> _Exercise details_:
Reproduce, without any changes, the lines of the items from the one containing "task | place a marker on each instance of the rubble" through the end of the items.

* BEGIN Stored data *

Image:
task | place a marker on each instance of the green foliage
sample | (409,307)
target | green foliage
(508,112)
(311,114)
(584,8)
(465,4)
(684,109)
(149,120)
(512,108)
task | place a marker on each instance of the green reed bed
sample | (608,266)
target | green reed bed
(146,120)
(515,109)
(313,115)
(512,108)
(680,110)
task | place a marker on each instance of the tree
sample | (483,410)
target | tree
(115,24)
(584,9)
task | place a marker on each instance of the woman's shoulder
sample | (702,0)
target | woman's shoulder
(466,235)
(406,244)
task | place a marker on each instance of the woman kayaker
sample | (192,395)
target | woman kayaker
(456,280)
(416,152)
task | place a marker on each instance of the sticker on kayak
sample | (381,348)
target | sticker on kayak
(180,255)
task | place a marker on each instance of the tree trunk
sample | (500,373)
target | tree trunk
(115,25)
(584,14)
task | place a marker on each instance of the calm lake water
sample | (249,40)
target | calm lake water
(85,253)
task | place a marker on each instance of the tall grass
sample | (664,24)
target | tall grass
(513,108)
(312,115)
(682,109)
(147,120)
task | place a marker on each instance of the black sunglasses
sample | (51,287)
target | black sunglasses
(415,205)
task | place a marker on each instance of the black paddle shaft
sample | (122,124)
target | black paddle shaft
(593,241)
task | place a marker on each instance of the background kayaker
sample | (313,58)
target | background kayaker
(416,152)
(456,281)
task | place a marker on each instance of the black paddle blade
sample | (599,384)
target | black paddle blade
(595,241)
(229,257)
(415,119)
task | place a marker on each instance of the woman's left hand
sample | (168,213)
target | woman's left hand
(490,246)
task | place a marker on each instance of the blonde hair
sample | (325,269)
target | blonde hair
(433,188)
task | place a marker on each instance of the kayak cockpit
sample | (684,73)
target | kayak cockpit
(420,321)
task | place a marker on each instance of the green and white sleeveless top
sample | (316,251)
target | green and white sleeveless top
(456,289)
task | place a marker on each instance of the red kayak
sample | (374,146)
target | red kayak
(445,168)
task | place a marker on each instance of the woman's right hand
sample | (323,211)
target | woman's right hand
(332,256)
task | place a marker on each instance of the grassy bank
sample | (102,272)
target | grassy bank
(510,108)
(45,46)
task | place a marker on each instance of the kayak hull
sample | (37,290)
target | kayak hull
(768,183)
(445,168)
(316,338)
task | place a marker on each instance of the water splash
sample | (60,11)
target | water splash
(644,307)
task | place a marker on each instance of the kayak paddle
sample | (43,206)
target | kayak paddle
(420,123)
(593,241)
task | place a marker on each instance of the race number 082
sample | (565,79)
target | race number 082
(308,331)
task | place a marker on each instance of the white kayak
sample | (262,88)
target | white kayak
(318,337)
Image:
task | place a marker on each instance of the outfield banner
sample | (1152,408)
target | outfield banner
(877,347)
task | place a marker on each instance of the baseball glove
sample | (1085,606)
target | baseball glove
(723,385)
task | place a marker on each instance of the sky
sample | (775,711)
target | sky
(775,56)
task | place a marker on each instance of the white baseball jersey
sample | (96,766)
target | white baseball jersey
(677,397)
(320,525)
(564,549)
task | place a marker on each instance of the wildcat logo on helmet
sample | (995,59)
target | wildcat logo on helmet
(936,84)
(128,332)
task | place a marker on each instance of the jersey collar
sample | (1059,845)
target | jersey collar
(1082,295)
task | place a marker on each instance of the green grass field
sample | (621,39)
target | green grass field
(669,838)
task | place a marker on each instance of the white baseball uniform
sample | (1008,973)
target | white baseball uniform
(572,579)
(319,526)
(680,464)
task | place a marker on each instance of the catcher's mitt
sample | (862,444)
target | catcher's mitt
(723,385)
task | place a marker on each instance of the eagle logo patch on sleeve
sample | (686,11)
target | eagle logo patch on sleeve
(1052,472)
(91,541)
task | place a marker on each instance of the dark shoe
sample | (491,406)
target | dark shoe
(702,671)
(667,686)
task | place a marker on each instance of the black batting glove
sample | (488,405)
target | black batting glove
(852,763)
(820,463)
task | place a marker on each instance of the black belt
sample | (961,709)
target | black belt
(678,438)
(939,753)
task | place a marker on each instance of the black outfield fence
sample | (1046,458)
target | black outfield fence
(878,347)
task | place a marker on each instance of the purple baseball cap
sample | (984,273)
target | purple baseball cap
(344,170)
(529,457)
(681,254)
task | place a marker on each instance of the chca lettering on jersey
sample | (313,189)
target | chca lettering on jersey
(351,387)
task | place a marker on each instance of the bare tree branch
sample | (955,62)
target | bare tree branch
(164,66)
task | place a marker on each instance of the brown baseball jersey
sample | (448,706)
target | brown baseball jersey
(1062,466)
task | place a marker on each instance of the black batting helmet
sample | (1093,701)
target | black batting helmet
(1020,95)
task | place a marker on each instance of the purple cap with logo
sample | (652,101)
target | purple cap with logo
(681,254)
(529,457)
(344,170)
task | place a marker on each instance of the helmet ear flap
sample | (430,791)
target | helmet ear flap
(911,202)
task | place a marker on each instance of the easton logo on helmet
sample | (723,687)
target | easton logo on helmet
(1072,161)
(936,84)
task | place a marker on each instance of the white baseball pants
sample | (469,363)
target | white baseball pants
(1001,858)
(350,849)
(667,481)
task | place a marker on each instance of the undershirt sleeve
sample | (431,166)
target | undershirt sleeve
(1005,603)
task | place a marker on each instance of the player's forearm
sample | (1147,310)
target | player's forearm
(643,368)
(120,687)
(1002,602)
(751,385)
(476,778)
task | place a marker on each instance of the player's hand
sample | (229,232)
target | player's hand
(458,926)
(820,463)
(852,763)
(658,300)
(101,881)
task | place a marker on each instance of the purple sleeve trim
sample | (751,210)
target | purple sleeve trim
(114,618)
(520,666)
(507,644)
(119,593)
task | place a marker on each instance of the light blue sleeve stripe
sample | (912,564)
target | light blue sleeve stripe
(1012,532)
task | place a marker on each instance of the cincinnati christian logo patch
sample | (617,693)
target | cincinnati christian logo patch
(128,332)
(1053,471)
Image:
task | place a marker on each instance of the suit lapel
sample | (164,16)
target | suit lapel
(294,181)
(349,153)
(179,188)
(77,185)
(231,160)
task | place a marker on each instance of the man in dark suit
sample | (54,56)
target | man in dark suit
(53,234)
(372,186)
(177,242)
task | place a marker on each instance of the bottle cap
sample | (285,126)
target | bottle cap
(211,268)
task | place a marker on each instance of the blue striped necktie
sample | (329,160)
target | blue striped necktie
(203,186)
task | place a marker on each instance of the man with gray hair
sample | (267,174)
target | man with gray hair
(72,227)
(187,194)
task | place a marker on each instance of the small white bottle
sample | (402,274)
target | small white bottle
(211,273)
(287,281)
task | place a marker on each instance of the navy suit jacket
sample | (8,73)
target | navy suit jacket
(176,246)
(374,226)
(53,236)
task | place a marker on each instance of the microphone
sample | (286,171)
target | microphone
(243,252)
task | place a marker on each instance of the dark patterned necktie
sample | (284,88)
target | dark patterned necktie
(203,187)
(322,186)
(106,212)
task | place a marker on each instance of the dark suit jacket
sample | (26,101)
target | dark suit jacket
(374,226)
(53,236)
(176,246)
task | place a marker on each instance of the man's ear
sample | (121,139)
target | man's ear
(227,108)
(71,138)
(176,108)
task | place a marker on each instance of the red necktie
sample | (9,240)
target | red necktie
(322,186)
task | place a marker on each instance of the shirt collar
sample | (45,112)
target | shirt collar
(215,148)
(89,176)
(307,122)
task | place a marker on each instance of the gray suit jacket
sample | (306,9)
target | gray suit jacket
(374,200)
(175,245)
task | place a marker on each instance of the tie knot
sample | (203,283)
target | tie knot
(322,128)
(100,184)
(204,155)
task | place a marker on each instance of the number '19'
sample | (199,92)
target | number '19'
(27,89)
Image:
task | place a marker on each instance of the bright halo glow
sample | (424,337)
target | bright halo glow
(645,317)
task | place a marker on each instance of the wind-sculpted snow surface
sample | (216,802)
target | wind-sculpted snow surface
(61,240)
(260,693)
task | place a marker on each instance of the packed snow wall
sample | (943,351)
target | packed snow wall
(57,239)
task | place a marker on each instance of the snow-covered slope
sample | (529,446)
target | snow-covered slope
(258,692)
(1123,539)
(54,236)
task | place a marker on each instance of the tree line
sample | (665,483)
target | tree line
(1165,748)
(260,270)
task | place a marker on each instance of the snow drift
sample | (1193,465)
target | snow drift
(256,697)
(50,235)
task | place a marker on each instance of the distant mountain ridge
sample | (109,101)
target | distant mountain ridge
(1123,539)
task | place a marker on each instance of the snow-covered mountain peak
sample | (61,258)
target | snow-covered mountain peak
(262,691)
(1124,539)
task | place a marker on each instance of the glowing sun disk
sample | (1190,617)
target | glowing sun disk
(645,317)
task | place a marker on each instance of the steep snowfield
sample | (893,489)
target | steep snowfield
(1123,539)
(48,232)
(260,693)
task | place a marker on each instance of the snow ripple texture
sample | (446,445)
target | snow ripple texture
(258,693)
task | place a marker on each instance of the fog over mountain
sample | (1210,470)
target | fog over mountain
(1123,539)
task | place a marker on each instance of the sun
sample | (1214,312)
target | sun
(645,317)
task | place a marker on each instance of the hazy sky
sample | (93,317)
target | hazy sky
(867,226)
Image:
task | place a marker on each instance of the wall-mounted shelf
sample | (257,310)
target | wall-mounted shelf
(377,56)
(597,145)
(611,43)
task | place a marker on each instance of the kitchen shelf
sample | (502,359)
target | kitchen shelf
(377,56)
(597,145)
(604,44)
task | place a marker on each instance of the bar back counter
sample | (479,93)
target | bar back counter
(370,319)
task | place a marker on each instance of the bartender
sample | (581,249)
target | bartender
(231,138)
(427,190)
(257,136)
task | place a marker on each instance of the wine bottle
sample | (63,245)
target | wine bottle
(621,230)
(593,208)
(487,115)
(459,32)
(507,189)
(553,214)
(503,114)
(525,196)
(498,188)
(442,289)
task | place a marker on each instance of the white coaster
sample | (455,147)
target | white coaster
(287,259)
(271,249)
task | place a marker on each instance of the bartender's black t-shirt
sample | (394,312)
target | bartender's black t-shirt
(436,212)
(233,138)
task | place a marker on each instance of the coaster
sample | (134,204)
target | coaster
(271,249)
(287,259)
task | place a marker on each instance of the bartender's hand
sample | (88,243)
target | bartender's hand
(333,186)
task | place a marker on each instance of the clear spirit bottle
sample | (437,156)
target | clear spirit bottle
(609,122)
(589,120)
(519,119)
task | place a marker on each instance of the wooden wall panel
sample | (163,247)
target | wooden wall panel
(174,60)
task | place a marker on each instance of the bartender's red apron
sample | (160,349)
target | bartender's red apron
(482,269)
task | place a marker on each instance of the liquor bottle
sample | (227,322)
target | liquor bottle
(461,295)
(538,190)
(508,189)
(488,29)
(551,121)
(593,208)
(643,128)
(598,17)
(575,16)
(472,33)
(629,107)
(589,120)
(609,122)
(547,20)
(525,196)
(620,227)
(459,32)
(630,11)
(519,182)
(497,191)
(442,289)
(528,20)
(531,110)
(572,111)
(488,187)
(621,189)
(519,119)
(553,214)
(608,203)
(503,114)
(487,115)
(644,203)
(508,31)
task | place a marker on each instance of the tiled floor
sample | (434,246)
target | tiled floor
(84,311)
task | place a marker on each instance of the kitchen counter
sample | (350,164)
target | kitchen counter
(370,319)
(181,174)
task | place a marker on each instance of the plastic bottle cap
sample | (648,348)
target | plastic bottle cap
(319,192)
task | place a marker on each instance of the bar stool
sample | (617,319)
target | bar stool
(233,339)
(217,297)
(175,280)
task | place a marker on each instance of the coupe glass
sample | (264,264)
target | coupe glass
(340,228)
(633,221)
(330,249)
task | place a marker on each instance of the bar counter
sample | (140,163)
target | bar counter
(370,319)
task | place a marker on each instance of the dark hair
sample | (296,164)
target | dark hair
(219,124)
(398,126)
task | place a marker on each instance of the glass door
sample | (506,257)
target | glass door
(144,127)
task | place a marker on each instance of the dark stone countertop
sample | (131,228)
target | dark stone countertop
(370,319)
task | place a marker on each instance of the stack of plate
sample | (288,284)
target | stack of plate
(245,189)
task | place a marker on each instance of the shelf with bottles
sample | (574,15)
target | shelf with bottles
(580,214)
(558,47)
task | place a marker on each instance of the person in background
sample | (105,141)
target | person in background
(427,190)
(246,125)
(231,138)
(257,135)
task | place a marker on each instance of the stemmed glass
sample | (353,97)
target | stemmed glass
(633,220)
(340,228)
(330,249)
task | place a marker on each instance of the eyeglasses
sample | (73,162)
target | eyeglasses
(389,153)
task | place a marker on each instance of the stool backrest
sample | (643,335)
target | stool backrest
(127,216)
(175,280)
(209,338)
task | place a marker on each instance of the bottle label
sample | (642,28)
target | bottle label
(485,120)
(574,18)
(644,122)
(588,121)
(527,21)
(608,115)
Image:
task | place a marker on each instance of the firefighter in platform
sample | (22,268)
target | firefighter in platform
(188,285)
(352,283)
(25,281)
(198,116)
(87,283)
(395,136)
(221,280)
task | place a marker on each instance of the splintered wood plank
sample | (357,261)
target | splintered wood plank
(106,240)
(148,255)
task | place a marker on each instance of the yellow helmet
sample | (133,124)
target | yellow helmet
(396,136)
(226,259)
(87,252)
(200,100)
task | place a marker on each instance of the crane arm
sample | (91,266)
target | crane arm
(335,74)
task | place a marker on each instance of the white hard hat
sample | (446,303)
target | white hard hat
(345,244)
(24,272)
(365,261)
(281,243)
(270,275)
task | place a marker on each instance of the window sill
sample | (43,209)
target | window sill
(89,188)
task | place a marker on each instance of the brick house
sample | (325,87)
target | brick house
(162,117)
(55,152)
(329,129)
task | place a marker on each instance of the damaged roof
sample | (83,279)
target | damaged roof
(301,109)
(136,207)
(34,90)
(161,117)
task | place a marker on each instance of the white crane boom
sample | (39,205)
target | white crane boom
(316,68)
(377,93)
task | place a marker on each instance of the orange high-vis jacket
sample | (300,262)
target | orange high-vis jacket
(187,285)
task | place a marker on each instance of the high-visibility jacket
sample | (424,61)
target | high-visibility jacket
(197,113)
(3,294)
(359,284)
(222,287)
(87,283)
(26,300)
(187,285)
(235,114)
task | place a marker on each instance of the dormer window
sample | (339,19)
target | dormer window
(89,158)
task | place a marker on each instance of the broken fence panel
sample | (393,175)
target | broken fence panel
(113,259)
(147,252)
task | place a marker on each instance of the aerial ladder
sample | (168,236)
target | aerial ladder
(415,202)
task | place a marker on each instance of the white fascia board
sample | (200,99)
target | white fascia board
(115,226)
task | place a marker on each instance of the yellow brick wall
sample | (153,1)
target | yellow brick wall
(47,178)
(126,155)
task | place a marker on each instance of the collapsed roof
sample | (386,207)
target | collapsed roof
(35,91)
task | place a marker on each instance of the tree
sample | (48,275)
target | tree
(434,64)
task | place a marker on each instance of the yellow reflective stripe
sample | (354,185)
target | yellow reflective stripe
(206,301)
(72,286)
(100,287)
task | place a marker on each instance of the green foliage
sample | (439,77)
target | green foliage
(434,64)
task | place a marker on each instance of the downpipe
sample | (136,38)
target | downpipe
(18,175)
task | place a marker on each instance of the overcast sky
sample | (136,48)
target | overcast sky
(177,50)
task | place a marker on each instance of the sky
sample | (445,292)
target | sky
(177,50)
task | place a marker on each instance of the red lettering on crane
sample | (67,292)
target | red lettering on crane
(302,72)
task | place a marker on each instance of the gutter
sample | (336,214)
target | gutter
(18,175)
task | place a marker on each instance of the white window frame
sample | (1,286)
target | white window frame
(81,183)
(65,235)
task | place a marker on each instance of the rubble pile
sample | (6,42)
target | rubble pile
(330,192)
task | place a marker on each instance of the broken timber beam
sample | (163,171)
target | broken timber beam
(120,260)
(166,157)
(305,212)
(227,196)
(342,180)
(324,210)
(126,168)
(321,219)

* END Stored data *

> _Written response_:
task | place a marker on each instance of the rubble pile
sample | (6,42)
target | rubble pile
(330,192)
task | place a marker on each instance of the broken timber beam
sample | (163,171)
target | broken timber beam
(120,260)
(166,157)
(305,212)
(227,196)
(342,180)
(324,210)
(126,168)
(321,219)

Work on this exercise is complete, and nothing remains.